Source passage:
-- begin --
The Internet Archive (IA) this week asked a federal judge to weigh in on a discovery dispute in the copyright infringement lawsuit over its program to scan and lend copies of books.

In an August 9 filing, IA attorneys told the court it is seeking monthly sales data for all books in print by the four plaintiff publishers (Hachette, Penguin Random House, HarperCollins, and Wiley) dating back to 2011. But the publishers, IA lawyers told the court, have balked at the sweeping request reportedly countering that the request is well beyond what the case calls for.

In their pre-motion filing, IA lawyers insist the sales data is crucial to its fair use defense.

“Plaintiffs claim that the Internet Archive’s digital library lending has a negative effect on the market for or value of the works. The Internet Archive disagrees, and wishes to bring forward evidence showing that lending had little or no effect on the commercial performance of the books being lent, compared to books that were not lent,” IA lawyers told the court. "Specifically, in order to show that lending had little or no effect on commercial performance, the Internet Archive wishes to compare the commercial performance of books that were available for digital lending with books that were not available for digital lending."
-- end --
Data rows:
-- begin --
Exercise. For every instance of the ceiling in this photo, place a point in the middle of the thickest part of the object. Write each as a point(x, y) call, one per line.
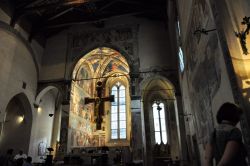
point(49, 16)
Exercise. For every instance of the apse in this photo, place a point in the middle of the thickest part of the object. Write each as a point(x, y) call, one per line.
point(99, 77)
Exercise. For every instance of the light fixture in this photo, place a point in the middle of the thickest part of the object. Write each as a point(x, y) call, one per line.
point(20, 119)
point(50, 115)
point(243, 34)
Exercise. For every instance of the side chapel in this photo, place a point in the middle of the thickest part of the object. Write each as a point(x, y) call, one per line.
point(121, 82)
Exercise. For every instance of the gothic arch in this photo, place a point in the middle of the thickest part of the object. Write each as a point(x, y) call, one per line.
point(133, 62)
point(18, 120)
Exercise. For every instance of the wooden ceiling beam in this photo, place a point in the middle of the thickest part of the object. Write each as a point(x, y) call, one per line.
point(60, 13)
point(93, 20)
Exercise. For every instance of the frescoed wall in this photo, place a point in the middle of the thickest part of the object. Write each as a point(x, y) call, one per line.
-- end --
-- begin --
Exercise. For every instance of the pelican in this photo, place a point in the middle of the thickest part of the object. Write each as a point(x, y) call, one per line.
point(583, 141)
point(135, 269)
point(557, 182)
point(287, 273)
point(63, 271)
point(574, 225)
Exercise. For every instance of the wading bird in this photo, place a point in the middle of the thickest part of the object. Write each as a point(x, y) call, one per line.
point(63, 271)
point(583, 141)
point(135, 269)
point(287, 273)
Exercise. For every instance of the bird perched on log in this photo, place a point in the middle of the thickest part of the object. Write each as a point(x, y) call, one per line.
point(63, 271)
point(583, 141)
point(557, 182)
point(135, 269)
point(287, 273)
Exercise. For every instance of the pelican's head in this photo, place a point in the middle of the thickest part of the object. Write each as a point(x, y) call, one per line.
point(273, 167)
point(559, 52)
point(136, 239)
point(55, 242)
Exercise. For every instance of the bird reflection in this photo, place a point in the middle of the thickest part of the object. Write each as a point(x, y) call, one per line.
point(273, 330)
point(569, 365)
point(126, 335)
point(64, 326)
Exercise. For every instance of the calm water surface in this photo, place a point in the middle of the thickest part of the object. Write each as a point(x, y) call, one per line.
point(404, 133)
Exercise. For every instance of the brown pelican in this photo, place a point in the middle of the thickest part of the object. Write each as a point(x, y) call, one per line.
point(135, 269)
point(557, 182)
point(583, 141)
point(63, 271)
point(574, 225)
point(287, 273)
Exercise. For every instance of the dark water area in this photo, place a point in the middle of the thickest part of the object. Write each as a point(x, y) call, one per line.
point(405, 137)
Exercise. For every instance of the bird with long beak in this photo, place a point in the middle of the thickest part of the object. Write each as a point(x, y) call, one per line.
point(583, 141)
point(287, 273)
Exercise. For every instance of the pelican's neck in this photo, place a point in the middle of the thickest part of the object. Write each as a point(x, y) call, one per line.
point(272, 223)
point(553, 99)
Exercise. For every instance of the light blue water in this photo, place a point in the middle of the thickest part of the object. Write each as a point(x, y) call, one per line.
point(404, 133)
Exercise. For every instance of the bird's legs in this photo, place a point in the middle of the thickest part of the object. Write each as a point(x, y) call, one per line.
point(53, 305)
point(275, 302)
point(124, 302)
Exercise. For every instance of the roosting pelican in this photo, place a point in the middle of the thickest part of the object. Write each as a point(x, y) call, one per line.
-- end --
Things to do:
**a)** Answer these questions from the Internet Archive article:
(i) On what date did the IA attorneys make their filing?
(ii) From what year onward does IA want the monthly sales data?
(iii) Which defense do IA lawyers say the sales data is crucial to?
**b)** Name every plaintiff publisher in the Internet Archive article.
**c)** Write the next part of the Internet Archive article, beginning right after its final sentence.
The data has no connection to the Internet Archive article.

Set of answers:
**a)**
(i) August 9
(ii) 2011
(iii) Its fair use defense

**b)** Hachette, Penguin Random House, HarperCollins, Wiley

**c)**
IA lawyers also attempt to explain the massive, sweeping scope of their request, conceding that they do not need a decade's worth of monthly sales data for “each and every book” but only for the 127 works included in the suit as well as "one or more" books that could be deemed “comparable” for each the 127 titles under scrutiny. But since the plaintiffs have "declined to identify books they regard as comparable,” IA attorneys claim, they should be compelled to produce data about all books so that the Internet Archive can "identify books it regards as comparable" and the parties can then "debate, on a level playing field, whether such books are or are not comparable.”

In a footnote, IA attorneys told the court they are seeking data including the “number of physical copies embodying works by distribution channel; the prices for those physical copies; the number of e-books embodying works by distribution channel; the number of e-book loans divided by distribution channel; prices for any transaction related to e-books; income from sales of physical books by distribution channel; and income from e-book transactions by distribution channel.”

[T]he Internet Archive wishes to compare the commercial performance of books that were available for digital lending with books that were not available for digital lending.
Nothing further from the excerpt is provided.